▶ Written exercise
Output the rows as a numbered list, starting at the first row and ending at the line that contains "<point>36,134</point>", with both ends included. Skip blank lines and leave out the pictures.

Data listing

= = = = =

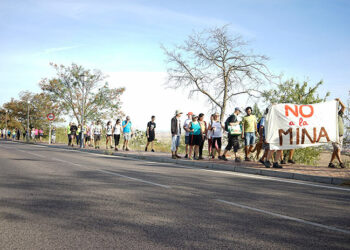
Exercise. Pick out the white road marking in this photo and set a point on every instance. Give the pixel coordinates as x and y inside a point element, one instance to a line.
<point>135,179</point>
<point>285,217</point>
<point>253,176</point>
<point>37,155</point>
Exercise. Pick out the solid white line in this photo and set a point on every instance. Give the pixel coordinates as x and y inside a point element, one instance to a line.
<point>285,217</point>
<point>253,176</point>
<point>37,155</point>
<point>135,179</point>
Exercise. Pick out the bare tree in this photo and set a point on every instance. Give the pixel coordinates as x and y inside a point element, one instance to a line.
<point>218,65</point>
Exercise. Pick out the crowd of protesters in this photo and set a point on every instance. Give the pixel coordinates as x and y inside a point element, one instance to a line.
<point>93,133</point>
<point>197,132</point>
<point>252,131</point>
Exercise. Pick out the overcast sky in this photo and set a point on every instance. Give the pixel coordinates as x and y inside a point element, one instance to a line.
<point>304,39</point>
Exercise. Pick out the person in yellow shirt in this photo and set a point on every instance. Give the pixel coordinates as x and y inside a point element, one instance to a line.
<point>249,132</point>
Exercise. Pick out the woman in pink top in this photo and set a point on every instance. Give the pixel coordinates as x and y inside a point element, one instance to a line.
<point>41,134</point>
<point>36,134</point>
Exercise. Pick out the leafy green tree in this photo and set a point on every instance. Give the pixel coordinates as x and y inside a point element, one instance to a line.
<point>292,91</point>
<point>38,106</point>
<point>79,91</point>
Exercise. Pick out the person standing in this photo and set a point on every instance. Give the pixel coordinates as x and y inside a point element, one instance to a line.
<point>97,134</point>
<point>79,133</point>
<point>337,146</point>
<point>87,135</point>
<point>14,133</point>
<point>92,134</point>
<point>217,129</point>
<point>117,130</point>
<point>175,134</point>
<point>187,131</point>
<point>249,132</point>
<point>204,131</point>
<point>73,131</point>
<point>262,138</point>
<point>32,134</point>
<point>109,129</point>
<point>150,133</point>
<point>68,133</point>
<point>234,131</point>
<point>127,132</point>
<point>210,136</point>
<point>53,135</point>
<point>195,137</point>
<point>18,134</point>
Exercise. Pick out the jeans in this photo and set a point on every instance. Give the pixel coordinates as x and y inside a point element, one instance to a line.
<point>175,142</point>
<point>249,138</point>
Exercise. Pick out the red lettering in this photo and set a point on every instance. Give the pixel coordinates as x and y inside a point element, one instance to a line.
<point>302,112</point>
<point>294,112</point>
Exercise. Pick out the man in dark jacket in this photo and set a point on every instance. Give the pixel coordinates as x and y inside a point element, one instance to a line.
<point>175,133</point>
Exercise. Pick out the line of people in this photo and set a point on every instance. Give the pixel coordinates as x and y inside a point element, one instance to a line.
<point>197,131</point>
<point>94,133</point>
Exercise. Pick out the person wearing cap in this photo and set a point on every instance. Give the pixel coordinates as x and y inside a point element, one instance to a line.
<point>204,131</point>
<point>234,131</point>
<point>217,129</point>
<point>175,134</point>
<point>127,131</point>
<point>187,131</point>
<point>249,132</point>
<point>195,137</point>
<point>150,133</point>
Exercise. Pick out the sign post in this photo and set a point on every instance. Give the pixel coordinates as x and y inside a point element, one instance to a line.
<point>50,117</point>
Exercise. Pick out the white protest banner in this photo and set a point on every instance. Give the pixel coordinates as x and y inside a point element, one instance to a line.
<point>290,126</point>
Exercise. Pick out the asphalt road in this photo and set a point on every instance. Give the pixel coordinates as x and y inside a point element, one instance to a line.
<point>60,199</point>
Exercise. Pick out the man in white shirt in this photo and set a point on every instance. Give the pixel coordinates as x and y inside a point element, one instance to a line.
<point>92,133</point>
<point>187,130</point>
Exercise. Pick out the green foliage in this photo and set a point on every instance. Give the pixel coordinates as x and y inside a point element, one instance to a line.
<point>78,90</point>
<point>38,105</point>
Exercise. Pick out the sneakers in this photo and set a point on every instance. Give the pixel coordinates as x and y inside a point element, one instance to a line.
<point>331,165</point>
<point>267,164</point>
<point>223,157</point>
<point>276,165</point>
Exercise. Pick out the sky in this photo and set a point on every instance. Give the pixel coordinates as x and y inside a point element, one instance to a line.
<point>304,39</point>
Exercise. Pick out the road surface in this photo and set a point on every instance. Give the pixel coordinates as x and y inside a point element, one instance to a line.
<point>61,199</point>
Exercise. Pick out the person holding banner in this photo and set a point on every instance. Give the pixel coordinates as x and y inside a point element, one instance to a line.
<point>234,130</point>
<point>337,146</point>
<point>249,132</point>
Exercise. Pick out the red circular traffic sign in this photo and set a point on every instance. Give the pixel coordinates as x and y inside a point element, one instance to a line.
<point>51,117</point>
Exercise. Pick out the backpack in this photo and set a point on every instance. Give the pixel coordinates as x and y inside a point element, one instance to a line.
<point>228,121</point>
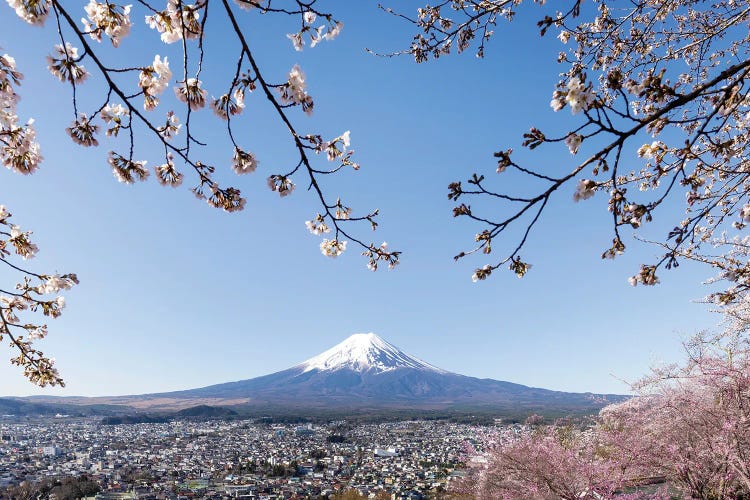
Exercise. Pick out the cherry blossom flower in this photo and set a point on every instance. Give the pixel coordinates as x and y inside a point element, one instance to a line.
<point>332,248</point>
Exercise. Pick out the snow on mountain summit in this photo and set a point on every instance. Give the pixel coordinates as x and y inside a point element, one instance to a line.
<point>365,352</point>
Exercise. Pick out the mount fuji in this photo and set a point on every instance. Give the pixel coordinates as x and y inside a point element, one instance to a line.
<point>367,371</point>
<point>364,373</point>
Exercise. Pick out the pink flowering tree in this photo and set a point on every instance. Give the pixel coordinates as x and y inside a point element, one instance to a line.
<point>688,429</point>
<point>659,94</point>
<point>123,107</point>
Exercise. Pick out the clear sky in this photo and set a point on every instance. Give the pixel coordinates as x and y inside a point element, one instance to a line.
<point>176,295</point>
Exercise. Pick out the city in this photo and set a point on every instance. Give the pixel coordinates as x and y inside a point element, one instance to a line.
<point>240,459</point>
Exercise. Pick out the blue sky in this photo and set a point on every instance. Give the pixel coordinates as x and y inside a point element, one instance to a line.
<point>176,295</point>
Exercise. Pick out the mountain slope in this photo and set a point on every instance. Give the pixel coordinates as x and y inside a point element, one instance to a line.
<point>367,370</point>
<point>361,373</point>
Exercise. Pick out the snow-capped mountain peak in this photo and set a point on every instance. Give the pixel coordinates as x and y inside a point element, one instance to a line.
<point>365,352</point>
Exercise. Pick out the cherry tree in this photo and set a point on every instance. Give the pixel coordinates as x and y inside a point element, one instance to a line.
<point>659,94</point>
<point>128,107</point>
<point>688,428</point>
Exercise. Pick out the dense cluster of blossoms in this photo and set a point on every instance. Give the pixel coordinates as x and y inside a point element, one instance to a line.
<point>19,150</point>
<point>629,75</point>
<point>687,429</point>
<point>33,293</point>
<point>119,117</point>
<point>153,80</point>
<point>316,35</point>
<point>109,19</point>
<point>64,64</point>
<point>179,20</point>
<point>124,118</point>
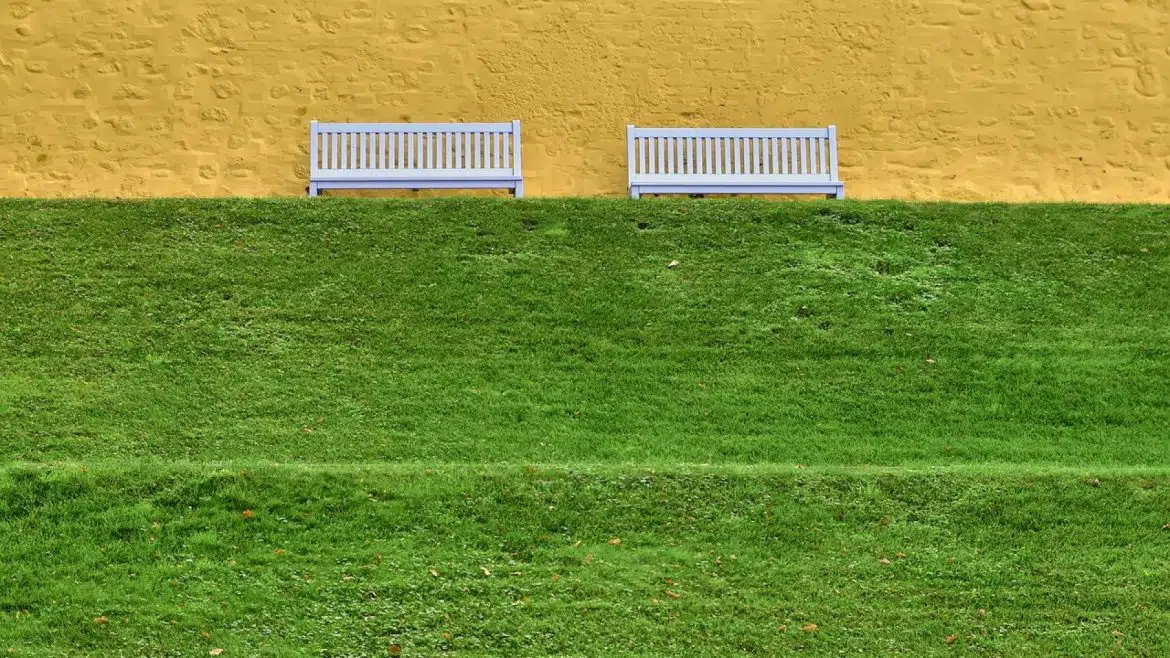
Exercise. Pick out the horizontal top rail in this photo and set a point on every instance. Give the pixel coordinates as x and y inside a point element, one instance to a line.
<point>332,127</point>
<point>802,132</point>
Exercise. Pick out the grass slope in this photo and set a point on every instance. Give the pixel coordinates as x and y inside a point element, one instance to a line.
<point>324,429</point>
<point>337,561</point>
<point>552,331</point>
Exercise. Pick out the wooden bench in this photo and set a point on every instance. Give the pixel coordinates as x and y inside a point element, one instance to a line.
<point>414,156</point>
<point>742,160</point>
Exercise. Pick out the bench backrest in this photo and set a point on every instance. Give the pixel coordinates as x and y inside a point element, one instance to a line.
<point>436,149</point>
<point>787,153</point>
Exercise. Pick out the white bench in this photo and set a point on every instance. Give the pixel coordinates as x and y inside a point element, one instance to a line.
<point>414,156</point>
<point>741,160</point>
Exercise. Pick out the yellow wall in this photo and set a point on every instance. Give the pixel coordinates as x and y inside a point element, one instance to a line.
<point>935,100</point>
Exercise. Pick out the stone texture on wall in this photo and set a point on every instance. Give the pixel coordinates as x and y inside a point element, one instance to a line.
<point>1010,100</point>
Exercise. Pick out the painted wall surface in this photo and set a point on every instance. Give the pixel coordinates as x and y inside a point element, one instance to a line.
<point>1007,100</point>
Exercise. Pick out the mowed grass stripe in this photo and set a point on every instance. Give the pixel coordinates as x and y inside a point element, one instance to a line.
<point>281,561</point>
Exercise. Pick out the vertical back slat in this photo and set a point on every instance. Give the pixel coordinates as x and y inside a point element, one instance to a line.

= = = = =

▶ Reply
1. Exercise. Pick out the white road marking in this photo and set a point on every instance. Give the pixel coordinates as x and y inside a point element, one instance to a line.
2. <point>135,179</point>
3. <point>285,217</point>
4. <point>253,176</point>
5. <point>37,155</point>
6. Exercise. Pick out the solid white line in this photo and set a point on every instance. Give the pixel coordinates as x and y inside a point element, one instance to a line.
7. <point>285,217</point>
8. <point>253,176</point>
9. <point>37,155</point>
10. <point>135,179</point>
11. Exercise. Pick out the bare tree in this photo and set a point on every instance. Give the pixel coordinates as x and y inside a point element, one instance to a line.
12. <point>218,65</point>
13. Exercise. Pick out the crowd of protesters in this photo and set a point on every instance. Give the pixel coordinates as x and y inside a point element, one instance to a line.
14. <point>93,133</point>
15. <point>197,132</point>
16. <point>252,131</point>
17. Exercise. Pick out the overcast sky in this photo and set a point on every instance. Give the pixel coordinates as x and y inside a point element, one instance to a line.
18. <point>304,39</point>
19. Exercise. Pick out the person in yellow shirt in this photo and set a point on every instance. Give the pixel coordinates as x and y inside a point element, one instance to a line.
20. <point>249,132</point>
21. Exercise. Pick out the woman in pink top in this photo and set a point on every instance. Give the pixel coordinates as x and y inside a point element, one instance to a line.
22. <point>41,134</point>
23. <point>36,134</point>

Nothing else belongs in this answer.